▶ DESCRIPTION OF THE TASK
Copy out every line of the items below, starting at the line that has "Target: decorative vase on ledge" and ending with the last line of the items. Shift each pixel coordinate in the answers by -24 and leave all other text unchanged.

▶ MATERIAL PROVIDED
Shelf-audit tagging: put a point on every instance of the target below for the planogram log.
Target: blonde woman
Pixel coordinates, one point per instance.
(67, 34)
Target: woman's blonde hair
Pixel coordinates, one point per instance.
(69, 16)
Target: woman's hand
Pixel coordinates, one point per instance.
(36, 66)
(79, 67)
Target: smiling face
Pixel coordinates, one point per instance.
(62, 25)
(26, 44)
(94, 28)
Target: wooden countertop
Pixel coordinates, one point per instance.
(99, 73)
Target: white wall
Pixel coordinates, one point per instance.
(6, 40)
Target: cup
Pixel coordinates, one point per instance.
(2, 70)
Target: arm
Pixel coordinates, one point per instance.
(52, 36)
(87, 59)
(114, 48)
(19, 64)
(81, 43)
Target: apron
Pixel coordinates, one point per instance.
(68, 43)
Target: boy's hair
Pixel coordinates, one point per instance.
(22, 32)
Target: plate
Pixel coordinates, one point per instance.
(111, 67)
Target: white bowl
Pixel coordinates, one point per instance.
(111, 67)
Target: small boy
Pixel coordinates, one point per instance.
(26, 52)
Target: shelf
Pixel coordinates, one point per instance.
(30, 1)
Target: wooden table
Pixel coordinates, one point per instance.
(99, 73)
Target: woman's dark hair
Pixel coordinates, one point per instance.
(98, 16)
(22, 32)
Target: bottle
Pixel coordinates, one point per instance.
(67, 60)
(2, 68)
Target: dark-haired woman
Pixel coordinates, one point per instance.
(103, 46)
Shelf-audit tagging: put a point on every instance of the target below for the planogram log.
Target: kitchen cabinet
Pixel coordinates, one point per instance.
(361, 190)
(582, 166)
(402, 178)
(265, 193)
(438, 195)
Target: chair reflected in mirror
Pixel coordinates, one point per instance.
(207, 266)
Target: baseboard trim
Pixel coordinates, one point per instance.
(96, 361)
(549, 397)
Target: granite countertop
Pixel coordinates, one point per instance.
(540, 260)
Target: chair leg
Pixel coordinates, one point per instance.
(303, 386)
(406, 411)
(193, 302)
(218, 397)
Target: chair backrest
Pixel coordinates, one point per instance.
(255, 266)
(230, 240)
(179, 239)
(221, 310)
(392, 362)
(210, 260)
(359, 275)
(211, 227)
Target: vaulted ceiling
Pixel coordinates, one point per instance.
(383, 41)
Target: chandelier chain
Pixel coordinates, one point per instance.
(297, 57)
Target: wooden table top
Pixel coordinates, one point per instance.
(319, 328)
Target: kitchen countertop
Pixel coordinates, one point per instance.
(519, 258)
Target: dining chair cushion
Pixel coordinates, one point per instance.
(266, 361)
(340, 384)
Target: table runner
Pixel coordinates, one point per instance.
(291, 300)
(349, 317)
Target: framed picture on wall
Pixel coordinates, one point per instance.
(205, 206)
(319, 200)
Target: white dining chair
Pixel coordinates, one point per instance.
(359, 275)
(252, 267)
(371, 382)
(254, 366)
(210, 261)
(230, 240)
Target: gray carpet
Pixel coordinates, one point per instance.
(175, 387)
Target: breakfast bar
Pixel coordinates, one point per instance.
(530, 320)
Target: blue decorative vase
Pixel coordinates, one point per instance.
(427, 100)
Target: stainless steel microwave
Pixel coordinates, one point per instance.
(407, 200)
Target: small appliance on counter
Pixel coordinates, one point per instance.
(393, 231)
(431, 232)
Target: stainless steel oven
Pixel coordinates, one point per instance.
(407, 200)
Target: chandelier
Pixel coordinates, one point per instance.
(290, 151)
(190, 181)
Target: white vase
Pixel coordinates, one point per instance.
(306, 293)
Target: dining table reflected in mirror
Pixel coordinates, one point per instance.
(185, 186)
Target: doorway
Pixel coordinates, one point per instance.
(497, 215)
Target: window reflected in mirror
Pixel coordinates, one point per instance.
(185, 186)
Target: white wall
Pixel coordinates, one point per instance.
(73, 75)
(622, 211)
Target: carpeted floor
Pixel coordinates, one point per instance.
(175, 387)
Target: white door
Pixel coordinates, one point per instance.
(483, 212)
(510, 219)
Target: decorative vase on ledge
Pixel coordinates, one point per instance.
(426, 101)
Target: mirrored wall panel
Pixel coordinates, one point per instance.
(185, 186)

▶ COMPLETE RESPONSE
Target: decorative vase on ledge
Pixel coordinates, one point per instance.
(402, 77)
Target: mirrored wall panel
Pixel coordinates, one point per instance.
(161, 162)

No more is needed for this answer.